- _TEXTO FORNECIDO_
Já deve-se ter notado diversas divergências teológicas entre os dois reformadores indiretamente, vamos agora dedicar a nossa atenção a elas. Antes disso, é importante notar como o termo “reformado” passou a representar mais o pensamento suíço do que os ideais do monge alemão. A interpretação da maioria dos estudiosos é que foi na reforma suíça que vemos uma ruptura com a Igreja de Roma e uma verdadeira ênfase na Escritura. Curiosamente, o termo “evangélicos” foi fortemente atribuída aos luteranos, por tê-la colocado acima da massiva pregação da Lei existente na Igreja Medieval, alimentando o medo e incentivando os incautos a comprarem sua salvação pelas indulgências romanas, salvarem seus familiares do purgatório, entre outros absurdos da Igreja Romana. Mas as diferenças presentes na teologia desses reformadores demonstra como a reforma destes se deu de modo independente.

A autoridade Escritura em detrimento da tradição

A posição de Lutero, por sua formação medievalista, legou a ele uma certa simpatia pela tradição católica, sua oposição era aquelas práticas da tradição que feriam diretamente o ensino das Escrituras. Zuinglio, de formação humanista, vai adotar um posicionamento mais radical e colocar uma exclusividade na Escritura, afirmando que toda a tradição é válida, desde que seja ensinada pela Palavra de Deus. A diferença parece pouca, mas em termos práticos, a Escritura tomou uma ênfase mais característica no reformador suíço, pois a prática e liturgia cristãs deve se fundamentar apenas nas Sagradas Escrituras, Lutero admitia uma prática cristã que embora não fosse ordenando na Escritura, não contradizia a ela.

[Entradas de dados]

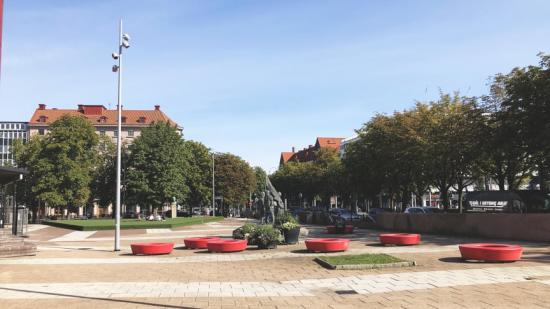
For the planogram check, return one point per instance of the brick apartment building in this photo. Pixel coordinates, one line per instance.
(104, 120)
(308, 154)
(105, 123)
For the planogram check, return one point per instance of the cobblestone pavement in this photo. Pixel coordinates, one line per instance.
(81, 271)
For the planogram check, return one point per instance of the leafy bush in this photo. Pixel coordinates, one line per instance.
(264, 235)
(286, 221)
(289, 226)
(284, 217)
(245, 232)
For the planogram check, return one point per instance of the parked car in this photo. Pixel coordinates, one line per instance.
(414, 210)
(179, 213)
(343, 214)
(422, 210)
(432, 210)
(374, 212)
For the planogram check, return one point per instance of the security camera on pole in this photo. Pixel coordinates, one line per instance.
(123, 42)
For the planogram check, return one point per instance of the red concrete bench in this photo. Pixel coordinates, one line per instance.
(491, 252)
(152, 248)
(198, 242)
(399, 239)
(327, 244)
(227, 245)
(332, 229)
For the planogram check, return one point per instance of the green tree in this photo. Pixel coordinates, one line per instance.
(525, 110)
(103, 184)
(260, 176)
(234, 179)
(157, 167)
(199, 174)
(61, 163)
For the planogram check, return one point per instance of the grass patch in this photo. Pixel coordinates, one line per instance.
(109, 224)
(360, 259)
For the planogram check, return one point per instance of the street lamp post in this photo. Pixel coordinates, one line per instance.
(123, 42)
(213, 190)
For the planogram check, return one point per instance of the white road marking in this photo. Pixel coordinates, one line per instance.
(367, 284)
(205, 258)
(74, 236)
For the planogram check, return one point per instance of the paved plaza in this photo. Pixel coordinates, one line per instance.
(80, 270)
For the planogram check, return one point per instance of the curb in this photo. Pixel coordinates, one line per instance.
(366, 266)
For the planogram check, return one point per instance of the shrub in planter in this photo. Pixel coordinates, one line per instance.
(266, 236)
(289, 227)
(245, 232)
(283, 217)
(291, 232)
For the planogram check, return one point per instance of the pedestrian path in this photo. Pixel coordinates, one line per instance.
(208, 258)
(74, 236)
(154, 234)
(158, 231)
(366, 284)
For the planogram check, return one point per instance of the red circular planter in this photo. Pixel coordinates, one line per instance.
(227, 245)
(327, 244)
(399, 239)
(491, 252)
(198, 242)
(152, 248)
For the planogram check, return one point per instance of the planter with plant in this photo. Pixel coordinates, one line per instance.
(266, 236)
(245, 232)
(289, 226)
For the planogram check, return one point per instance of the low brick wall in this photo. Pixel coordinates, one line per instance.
(530, 227)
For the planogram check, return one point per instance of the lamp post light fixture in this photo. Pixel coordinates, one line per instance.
(123, 43)
(213, 189)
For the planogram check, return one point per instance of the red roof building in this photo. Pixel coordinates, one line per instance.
(308, 154)
(103, 119)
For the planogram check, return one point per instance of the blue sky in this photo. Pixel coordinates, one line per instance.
(257, 77)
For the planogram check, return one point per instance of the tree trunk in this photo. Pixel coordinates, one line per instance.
(459, 189)
(501, 183)
(444, 197)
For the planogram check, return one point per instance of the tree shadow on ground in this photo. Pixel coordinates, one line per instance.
(459, 260)
(97, 298)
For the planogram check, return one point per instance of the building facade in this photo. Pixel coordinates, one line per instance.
(9, 133)
(345, 144)
(308, 154)
(104, 120)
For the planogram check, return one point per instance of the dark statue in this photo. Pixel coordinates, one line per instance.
(269, 203)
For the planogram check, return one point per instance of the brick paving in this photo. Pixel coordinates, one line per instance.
(87, 274)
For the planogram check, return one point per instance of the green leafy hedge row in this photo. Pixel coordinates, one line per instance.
(108, 224)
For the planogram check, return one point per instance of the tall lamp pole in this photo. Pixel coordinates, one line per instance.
(123, 42)
(213, 190)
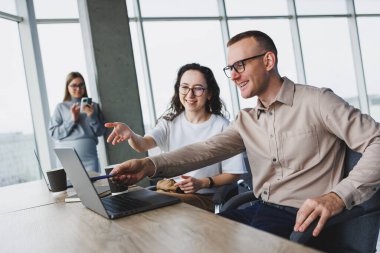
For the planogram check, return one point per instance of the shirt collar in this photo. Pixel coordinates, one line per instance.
(285, 96)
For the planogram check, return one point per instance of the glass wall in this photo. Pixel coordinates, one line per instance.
(17, 161)
(314, 39)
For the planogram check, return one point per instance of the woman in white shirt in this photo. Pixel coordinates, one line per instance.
(194, 115)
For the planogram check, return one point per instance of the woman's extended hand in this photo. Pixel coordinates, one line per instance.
(121, 132)
(191, 184)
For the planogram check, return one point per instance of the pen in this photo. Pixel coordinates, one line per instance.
(100, 177)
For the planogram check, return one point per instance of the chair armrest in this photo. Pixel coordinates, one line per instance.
(238, 200)
(304, 237)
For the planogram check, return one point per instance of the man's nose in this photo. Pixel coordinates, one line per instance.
(234, 74)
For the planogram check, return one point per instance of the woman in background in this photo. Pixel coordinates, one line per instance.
(73, 126)
(195, 114)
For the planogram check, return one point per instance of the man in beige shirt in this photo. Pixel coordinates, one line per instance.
(294, 139)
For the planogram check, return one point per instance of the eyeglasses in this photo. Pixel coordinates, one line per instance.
(77, 86)
(197, 90)
(239, 66)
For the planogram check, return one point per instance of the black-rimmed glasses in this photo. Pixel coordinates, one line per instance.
(77, 86)
(197, 90)
(239, 66)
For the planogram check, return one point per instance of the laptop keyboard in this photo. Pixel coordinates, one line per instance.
(123, 203)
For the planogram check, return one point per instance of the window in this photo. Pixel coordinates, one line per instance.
(328, 56)
(8, 7)
(256, 7)
(369, 42)
(49, 9)
(62, 52)
(178, 8)
(17, 161)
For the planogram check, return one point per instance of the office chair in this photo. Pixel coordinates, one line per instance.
(354, 230)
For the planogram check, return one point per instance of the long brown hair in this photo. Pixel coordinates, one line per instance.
(215, 105)
(69, 78)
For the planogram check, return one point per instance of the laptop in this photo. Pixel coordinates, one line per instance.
(102, 190)
(110, 207)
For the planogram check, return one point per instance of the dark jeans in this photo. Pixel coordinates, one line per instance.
(278, 220)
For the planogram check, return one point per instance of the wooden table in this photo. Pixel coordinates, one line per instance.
(57, 226)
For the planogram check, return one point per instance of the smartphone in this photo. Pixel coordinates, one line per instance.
(85, 101)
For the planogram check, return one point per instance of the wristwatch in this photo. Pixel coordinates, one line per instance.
(211, 182)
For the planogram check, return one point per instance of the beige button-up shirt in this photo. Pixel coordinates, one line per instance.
(295, 148)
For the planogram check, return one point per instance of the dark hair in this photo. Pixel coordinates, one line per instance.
(262, 38)
(214, 105)
(69, 78)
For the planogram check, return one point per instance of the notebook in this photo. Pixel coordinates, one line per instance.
(102, 190)
(110, 207)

- _TAREFAS_
1 - Liste todas as expressões do texto sobre Lutero e Zuinglio que começam com a palavra "Igreja".
2 - Reproduza o trecho do texto sobre Lutero e Zuinglio que abre com as palavras em que aparece "A posição de" e fecha com "contradizia a ela.".
Esse material não tem nenhum papel nesta atividade.

- _RESPOSTAS_
1 -
Igreja de Roma
Igreja Medieval
Igreja Romana

2 -
A posição de Lutero, por sua formação medievalista, legou a ele uma certa simpatia pela tradição católica, sua oposição era aquelas práticas da tradição que feriam diretamente o ensino das Escrituras. Zuinglio, de formação humanista, vai adotar um posicionamento mais radical e colocar uma exclusividade na Escritura, afirmando que toda a tradição é válida, desde que seja ensinada pela Palavra de Deus. A diferença parece pouca, mas em termos práticos, a Escritura tomou uma ênfase mais característica no reformador suíço, pois a prática e liturgia cristãs deve se fundamentar apenas nas Sagradas Escrituras, Lutero admitia uma prática cristã que embora não fosse ordenando na Escritura, não contradizia a ela.